> **Dataset entries**
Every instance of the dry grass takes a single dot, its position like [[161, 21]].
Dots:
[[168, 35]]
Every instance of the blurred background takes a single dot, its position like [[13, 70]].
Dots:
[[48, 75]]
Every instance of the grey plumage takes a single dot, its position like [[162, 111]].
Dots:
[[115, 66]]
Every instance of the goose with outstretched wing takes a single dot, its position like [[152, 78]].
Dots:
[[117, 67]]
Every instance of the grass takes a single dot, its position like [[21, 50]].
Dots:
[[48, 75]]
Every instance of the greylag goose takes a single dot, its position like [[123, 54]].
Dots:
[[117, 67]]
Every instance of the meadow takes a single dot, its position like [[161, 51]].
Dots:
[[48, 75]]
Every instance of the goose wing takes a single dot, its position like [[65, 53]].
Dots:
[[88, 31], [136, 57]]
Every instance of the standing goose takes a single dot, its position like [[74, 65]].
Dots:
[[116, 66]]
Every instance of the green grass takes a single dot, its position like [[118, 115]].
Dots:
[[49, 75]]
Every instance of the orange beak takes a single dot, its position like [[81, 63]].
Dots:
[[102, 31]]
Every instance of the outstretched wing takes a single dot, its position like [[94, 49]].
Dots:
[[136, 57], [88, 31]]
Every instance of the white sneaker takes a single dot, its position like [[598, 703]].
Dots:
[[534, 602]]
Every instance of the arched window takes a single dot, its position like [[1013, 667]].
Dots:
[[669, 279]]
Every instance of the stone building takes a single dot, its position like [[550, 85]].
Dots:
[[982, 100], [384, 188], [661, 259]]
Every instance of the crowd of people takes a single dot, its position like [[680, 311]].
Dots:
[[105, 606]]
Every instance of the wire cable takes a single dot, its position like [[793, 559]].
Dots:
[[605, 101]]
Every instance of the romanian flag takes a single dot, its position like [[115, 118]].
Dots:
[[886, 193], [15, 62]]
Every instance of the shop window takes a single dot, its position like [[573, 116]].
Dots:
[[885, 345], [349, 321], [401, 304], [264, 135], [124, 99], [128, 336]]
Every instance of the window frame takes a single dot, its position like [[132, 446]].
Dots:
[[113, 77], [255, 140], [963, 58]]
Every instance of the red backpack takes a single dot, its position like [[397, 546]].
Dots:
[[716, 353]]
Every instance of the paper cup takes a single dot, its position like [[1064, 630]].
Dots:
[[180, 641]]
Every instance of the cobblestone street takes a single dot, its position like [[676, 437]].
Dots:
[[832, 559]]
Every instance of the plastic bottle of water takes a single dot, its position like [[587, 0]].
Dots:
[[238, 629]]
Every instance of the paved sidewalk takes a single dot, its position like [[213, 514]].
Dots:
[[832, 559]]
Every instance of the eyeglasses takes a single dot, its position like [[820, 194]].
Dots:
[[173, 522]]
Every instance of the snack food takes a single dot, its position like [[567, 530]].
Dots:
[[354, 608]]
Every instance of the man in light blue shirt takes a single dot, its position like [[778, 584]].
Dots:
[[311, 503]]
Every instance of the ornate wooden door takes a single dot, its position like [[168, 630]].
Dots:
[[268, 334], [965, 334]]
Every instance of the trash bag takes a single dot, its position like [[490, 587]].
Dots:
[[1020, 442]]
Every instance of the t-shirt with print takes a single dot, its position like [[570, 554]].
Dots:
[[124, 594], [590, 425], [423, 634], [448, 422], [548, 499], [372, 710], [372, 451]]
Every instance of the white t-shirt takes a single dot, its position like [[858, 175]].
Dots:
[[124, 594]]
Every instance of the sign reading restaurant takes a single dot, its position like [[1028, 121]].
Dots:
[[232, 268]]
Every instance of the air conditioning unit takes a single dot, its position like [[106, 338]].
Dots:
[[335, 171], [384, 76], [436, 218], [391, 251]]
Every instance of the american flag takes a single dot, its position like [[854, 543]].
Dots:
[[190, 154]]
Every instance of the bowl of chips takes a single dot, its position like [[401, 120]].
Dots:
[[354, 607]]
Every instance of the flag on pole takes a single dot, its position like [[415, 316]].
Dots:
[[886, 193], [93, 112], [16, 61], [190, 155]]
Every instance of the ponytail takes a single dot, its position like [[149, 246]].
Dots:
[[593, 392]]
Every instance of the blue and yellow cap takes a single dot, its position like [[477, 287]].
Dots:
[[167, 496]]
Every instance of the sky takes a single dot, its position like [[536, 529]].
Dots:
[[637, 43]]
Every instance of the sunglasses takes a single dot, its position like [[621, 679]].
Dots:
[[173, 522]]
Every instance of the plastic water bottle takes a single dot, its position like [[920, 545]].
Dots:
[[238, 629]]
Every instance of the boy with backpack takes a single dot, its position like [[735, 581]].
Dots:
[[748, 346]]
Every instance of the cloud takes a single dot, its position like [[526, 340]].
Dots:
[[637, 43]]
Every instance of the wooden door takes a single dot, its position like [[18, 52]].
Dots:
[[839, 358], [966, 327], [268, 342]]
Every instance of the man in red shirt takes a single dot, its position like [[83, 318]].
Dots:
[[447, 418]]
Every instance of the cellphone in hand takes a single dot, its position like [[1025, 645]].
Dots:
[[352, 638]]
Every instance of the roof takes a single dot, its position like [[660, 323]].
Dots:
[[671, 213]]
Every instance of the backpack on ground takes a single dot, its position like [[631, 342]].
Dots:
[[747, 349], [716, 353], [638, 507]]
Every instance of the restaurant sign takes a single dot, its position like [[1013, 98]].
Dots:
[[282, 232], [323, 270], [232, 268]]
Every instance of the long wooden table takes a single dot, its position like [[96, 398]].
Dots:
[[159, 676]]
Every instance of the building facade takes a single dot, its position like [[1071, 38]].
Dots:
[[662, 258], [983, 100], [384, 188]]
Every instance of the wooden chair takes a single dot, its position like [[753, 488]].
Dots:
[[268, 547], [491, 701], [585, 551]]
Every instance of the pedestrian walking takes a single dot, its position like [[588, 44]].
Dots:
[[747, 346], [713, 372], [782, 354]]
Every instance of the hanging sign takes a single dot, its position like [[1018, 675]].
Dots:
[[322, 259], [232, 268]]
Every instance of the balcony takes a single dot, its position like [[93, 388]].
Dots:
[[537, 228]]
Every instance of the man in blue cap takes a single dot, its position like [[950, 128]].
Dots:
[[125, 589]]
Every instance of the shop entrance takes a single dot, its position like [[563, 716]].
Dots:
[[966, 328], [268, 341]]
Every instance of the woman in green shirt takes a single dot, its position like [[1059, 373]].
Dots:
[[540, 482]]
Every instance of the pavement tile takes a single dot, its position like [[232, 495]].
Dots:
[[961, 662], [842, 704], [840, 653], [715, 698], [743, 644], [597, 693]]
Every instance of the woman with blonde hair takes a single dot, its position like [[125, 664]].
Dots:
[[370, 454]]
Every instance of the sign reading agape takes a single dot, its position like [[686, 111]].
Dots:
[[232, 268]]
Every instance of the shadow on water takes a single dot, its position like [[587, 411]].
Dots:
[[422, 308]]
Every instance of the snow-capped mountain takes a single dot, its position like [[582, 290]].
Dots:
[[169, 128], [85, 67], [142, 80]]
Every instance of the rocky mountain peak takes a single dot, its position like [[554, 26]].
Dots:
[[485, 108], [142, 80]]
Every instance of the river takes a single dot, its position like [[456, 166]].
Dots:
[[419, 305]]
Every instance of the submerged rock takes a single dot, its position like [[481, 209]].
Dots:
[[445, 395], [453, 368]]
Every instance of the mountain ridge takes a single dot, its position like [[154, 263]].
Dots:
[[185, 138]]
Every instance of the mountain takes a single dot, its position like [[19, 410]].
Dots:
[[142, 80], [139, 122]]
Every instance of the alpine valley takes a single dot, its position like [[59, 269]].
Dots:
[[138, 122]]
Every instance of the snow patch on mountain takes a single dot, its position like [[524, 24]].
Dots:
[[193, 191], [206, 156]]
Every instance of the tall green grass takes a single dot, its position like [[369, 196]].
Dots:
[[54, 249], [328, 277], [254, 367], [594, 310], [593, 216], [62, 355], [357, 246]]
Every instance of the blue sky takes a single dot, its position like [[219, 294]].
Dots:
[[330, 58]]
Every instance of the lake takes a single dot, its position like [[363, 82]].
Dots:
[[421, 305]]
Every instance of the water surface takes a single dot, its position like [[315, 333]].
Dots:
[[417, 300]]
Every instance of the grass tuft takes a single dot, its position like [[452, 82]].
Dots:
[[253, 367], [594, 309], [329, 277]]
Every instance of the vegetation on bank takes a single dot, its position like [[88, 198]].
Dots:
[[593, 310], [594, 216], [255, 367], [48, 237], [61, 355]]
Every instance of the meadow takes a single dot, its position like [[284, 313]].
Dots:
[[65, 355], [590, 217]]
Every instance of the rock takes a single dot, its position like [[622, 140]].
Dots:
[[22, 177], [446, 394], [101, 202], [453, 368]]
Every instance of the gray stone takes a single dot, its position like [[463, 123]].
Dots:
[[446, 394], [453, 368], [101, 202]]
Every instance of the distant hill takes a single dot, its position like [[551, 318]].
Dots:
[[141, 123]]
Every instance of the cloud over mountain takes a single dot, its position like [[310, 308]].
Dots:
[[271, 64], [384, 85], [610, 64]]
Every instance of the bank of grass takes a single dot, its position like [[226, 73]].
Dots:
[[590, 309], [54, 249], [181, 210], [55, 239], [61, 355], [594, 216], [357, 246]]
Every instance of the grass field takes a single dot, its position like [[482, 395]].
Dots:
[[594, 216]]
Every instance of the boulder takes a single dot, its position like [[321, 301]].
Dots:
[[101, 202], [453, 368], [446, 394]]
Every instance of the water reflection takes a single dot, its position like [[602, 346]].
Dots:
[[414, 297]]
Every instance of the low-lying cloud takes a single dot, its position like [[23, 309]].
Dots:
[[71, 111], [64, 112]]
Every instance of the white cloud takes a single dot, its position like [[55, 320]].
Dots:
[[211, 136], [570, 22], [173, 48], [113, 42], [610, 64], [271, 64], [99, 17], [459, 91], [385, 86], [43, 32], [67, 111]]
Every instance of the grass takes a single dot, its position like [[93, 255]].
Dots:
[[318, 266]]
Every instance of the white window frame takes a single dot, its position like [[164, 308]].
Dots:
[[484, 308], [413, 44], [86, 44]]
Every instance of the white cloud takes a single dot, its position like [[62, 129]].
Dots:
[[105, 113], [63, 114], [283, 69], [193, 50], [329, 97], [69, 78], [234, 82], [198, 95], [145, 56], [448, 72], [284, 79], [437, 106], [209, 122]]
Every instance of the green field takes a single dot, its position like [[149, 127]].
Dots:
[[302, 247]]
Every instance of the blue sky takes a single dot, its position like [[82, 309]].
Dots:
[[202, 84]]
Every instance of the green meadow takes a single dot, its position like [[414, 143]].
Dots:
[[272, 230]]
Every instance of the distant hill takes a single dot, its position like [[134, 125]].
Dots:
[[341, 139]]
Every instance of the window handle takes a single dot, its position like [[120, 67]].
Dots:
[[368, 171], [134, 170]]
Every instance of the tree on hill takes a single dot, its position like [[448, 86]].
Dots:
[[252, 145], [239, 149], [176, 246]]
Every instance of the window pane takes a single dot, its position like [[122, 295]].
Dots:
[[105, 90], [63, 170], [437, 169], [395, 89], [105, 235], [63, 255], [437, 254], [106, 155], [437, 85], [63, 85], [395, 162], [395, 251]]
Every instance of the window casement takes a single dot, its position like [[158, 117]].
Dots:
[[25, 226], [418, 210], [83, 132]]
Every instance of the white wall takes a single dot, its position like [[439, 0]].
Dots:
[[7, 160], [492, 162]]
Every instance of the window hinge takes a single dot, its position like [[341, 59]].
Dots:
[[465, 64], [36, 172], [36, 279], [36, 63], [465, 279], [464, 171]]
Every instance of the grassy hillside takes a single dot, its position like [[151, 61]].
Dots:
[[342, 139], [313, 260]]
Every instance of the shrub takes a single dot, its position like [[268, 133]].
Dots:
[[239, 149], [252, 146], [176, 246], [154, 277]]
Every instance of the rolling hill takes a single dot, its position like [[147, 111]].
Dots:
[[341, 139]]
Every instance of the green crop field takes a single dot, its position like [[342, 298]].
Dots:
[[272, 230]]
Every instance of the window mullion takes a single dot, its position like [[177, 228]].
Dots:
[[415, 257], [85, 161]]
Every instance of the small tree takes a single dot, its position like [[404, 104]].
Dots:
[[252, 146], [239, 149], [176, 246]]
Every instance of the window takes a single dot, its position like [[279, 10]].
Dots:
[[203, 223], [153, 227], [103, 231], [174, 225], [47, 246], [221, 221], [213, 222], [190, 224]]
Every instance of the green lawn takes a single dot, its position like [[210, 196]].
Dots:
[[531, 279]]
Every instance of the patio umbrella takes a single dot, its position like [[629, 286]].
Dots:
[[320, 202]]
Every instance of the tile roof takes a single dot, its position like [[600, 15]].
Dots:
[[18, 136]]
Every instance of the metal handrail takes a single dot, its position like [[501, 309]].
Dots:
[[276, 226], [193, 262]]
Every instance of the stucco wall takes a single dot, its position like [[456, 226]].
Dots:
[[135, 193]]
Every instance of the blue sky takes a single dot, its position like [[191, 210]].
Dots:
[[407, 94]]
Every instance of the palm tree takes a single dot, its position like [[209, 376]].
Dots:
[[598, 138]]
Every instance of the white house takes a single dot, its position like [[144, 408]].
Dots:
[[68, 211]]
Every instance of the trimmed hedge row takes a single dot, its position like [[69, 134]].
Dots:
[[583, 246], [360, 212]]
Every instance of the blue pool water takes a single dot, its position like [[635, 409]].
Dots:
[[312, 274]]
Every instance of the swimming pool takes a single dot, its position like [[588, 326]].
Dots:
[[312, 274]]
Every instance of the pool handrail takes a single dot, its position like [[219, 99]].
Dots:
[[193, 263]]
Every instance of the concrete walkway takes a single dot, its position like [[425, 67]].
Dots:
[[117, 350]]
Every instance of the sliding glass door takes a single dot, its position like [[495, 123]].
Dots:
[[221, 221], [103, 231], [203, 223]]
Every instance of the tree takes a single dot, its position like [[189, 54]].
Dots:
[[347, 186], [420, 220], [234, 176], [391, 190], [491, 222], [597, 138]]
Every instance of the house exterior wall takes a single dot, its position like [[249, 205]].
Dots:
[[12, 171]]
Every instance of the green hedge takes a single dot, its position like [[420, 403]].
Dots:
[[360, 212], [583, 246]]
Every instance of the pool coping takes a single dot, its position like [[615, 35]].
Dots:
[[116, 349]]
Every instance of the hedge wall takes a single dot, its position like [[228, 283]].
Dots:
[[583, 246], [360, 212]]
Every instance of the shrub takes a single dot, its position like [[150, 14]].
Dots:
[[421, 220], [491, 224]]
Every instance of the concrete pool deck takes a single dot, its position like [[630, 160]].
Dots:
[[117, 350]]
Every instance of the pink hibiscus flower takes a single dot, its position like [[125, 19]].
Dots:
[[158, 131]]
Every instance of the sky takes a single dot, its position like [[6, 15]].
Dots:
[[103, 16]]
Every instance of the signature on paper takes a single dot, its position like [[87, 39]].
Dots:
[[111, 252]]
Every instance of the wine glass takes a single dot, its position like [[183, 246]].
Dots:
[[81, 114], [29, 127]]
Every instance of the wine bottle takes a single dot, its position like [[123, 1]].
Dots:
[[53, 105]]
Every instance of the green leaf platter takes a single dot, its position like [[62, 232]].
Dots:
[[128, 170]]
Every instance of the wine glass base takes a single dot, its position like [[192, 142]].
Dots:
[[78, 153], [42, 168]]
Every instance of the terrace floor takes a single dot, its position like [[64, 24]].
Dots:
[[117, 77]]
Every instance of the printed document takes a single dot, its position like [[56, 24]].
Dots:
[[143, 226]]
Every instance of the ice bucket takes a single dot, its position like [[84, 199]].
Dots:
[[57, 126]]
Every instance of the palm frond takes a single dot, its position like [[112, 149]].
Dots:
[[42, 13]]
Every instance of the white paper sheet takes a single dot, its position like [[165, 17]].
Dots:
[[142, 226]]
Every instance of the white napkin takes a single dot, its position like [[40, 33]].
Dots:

> **Your instructions**
Rewrite the stretch from the start of the items through the line containing "[[115, 66]]", switching "takes a single dot" to "gets one dot" and leaving everything else unchanged.

> **In response**
Every instance of the dry grass gets one dot, its position like [[161, 21]].
Dots:
[[168, 35]]
Every instance of the blurred background gets one dot, its position like [[13, 70]].
Dots:
[[48, 75]]
Every instance of the grey plumage gets one dot, its position like [[162, 111]].
Dots:
[[115, 66]]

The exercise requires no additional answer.